:: Instructions to follow ::
Would you write out the entries below word for word, omitting the pictures?

:: Data for this exercise ::
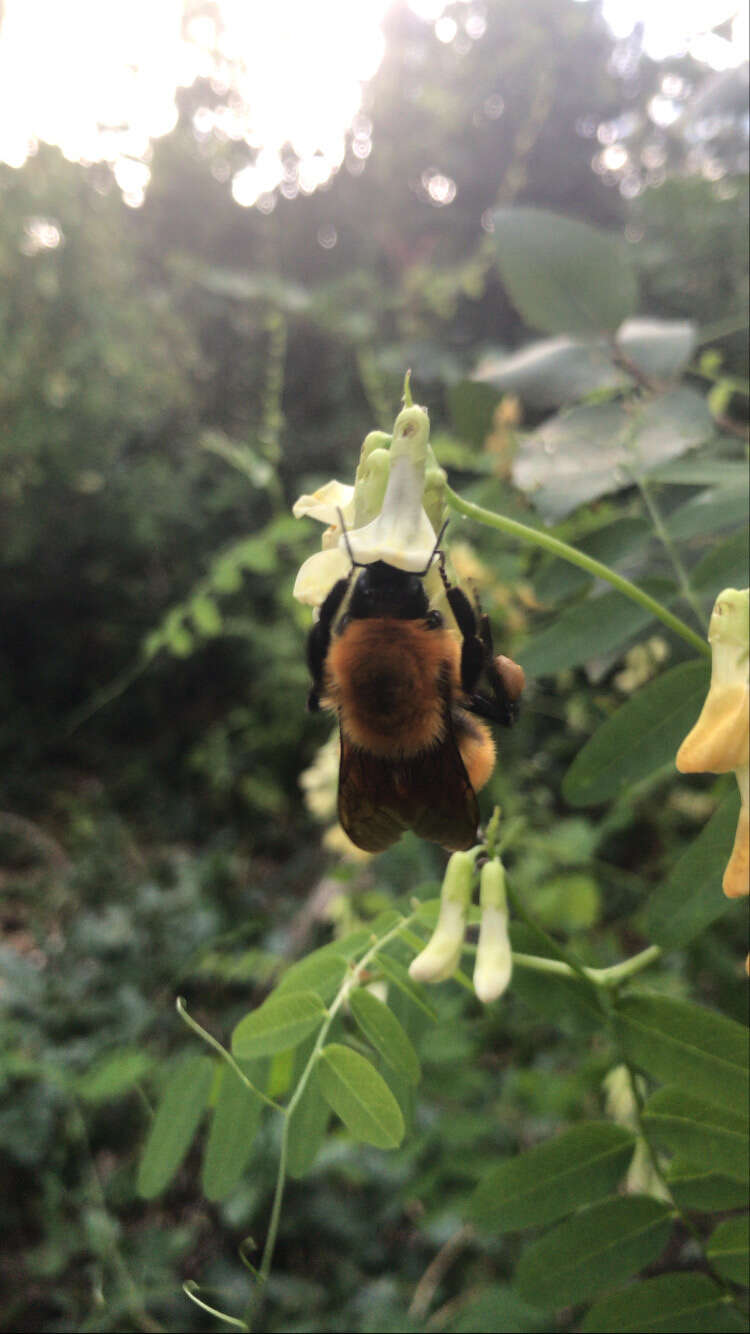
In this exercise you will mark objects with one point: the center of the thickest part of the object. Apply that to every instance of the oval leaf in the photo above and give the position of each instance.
(360, 1097)
(551, 372)
(234, 1126)
(661, 348)
(589, 630)
(683, 1043)
(670, 1302)
(593, 1250)
(699, 1130)
(729, 1249)
(563, 276)
(691, 897)
(554, 1178)
(702, 1189)
(175, 1123)
(601, 447)
(279, 1023)
(639, 738)
(385, 1033)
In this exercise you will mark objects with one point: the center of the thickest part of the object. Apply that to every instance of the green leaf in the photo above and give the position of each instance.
(322, 971)
(563, 370)
(551, 372)
(563, 276)
(699, 1130)
(729, 1249)
(473, 408)
(685, 1043)
(683, 1302)
(570, 1003)
(691, 895)
(234, 1126)
(703, 1189)
(702, 472)
(661, 348)
(554, 1178)
(725, 566)
(589, 630)
(307, 1127)
(178, 1114)
(115, 1074)
(206, 615)
(395, 973)
(385, 1033)
(602, 447)
(709, 512)
(279, 1023)
(594, 1250)
(495, 1307)
(360, 1097)
(639, 738)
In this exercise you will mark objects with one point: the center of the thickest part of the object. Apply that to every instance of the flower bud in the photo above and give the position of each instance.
(401, 534)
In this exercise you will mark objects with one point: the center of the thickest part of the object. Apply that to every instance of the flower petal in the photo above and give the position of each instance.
(324, 503)
(737, 875)
(494, 958)
(318, 575)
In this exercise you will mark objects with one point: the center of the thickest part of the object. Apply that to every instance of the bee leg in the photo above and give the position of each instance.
(477, 660)
(473, 650)
(319, 640)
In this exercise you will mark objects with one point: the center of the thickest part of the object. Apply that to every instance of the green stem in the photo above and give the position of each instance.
(347, 985)
(611, 977)
(226, 1055)
(662, 532)
(657, 1169)
(578, 558)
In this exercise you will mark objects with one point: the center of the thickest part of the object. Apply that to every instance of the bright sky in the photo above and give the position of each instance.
(99, 78)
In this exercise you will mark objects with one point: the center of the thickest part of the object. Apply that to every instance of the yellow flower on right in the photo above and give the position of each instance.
(721, 738)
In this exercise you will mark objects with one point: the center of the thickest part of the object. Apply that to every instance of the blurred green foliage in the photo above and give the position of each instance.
(170, 380)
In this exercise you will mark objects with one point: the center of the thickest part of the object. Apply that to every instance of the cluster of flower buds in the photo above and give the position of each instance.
(441, 957)
(719, 741)
(393, 512)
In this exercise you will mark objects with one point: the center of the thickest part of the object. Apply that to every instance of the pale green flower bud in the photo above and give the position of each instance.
(371, 478)
(494, 958)
(401, 534)
(441, 955)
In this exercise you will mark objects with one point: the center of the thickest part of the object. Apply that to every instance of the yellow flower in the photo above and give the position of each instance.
(721, 738)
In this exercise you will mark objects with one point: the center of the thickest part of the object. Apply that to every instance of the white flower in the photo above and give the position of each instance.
(721, 739)
(494, 958)
(441, 955)
(383, 514)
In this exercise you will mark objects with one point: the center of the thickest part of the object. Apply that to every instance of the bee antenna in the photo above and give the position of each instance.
(435, 548)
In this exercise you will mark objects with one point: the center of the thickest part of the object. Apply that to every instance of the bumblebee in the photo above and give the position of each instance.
(410, 699)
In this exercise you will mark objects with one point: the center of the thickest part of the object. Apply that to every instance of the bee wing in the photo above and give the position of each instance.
(430, 793)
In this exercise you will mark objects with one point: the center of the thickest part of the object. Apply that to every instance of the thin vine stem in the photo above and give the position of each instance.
(678, 1214)
(662, 534)
(347, 985)
(226, 1055)
(563, 551)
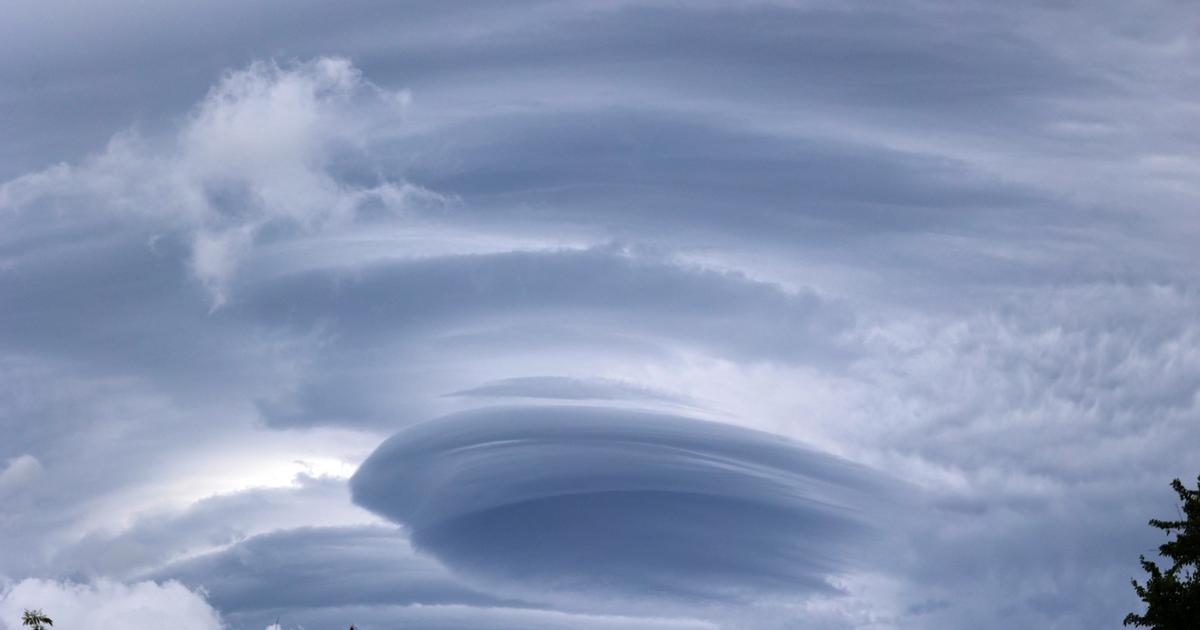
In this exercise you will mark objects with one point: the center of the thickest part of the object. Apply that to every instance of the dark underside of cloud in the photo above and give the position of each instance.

:: Answer box ::
In this exercise you will mark objects with one point: the center of the thickest part of the object. Apply that to every instance of the oval leaf in the photo above and give the position of each instance.
(360, 1097)
(551, 372)
(234, 1126)
(661, 348)
(589, 630)
(683, 1043)
(670, 1302)
(593, 1250)
(699, 1130)
(729, 1249)
(563, 276)
(691, 897)
(554, 1178)
(702, 1189)
(175, 1123)
(601, 447)
(279, 1023)
(639, 738)
(385, 1033)
In this exercise you will mark objects with one point: the center of the thickest part of the object. Apply that to every instance of the green leaf in the photo above and give the position of each instance.
(322, 971)
(563, 370)
(551, 372)
(563, 276)
(699, 1130)
(729, 1249)
(473, 408)
(685, 1043)
(683, 1302)
(570, 1003)
(691, 895)
(234, 1126)
(703, 1189)
(702, 472)
(661, 348)
(554, 1178)
(725, 566)
(589, 630)
(307, 1127)
(178, 1114)
(115, 1074)
(206, 615)
(395, 973)
(385, 1033)
(602, 447)
(709, 512)
(279, 1023)
(594, 1250)
(495, 1307)
(360, 1097)
(639, 738)
In this exercise you will mark objects with one point: the center of the thickest part of the object. Apply that to every instance of the flower bud in the photo above and give the position of each instance.
(401, 534)
In this exercise you will mark objects with one point: the center of the thickest part of the object. Apply that to every instance of the flower petal in the photo above and give the position of each instance.
(324, 503)
(737, 875)
(494, 958)
(318, 575)
In this exercise you will mark objects with one point: the center of the thickest part of the object. Apply that to every instance of the bee leg in the photo above and give the position of each instance.
(477, 660)
(473, 650)
(319, 640)
In this exercise you will mark objects with one point: the center of the thickest part of the object. Apply that to every instance of the green stem in the photo above and give the position of each instance.
(347, 985)
(611, 977)
(226, 1055)
(662, 532)
(657, 1169)
(578, 558)
In this exercise you will mark objects with one point: the center of the thickest part of the object. Apply that to every instance of the bright sky in the photo above and give the position of each instance.
(99, 78)
In this exercise you will mark objects with one point: the center of the thickest part of the object. Apply that to every instance of the yellow flower on right in the photo above and give the position of each instance.
(721, 738)
In this exercise you will mark objects with one point: the center of the thickest part of the object. Apply that to every instance of the blurred green foliage in the photo above and give the position of each instance.
(170, 380)
In this exercise you will mark objects with one point: the center of the thickest part of the object. Apply that to every instance of the cluster of flower buds in the photo above and give the position of each instance.
(441, 957)
(719, 741)
(393, 512)
In this exercise you will mark objects with one point: the center of the thickest part of the object. Apply that to every instance of the pale green flower bud in the photo above and give the position of each instance.
(371, 478)
(494, 958)
(401, 534)
(441, 955)
In this exercise you will mark objects with one point: the center of the thickest part of the object. Apply that to every instance of the yellow flower in the photo above and give the position of each instance.
(721, 738)
In this exercise you will mark objects with one point: the center of the thickest part of the object. Apply that to every instance of the white flower in the photo above and give the position of each instance.
(721, 739)
(494, 958)
(441, 955)
(383, 514)
In this exercise you will mark objects with one point: the center of the thickest part of the object. Apply that to every instance of the bee antenna in the photo above and give the position of each instance.
(435, 548)
In this exercise you will mark objects with one point: the center of the thickest part of the object. Apply that to every instance of the bumblebee in the photo above and give the position of each instance.
(410, 699)
In this exercise you will mark objects with one point: the center of the thickest part of the object. Apply that to every instance of the bee wing in the photo above and give the position of each instance.
(430, 793)
In this exercise you will mark objects with one point: the center of the thickest part of the object. Apply that to every instance of the thin vine stem in the photo above and give the position of each instance.
(678, 1214)
(662, 534)
(347, 985)
(226, 1055)
(563, 551)
In this exercise you will mark objects with one point: the center of the thickest part of the object. Apply that to every instance of the dark underside of cloud in the photo above and give the position of each instance.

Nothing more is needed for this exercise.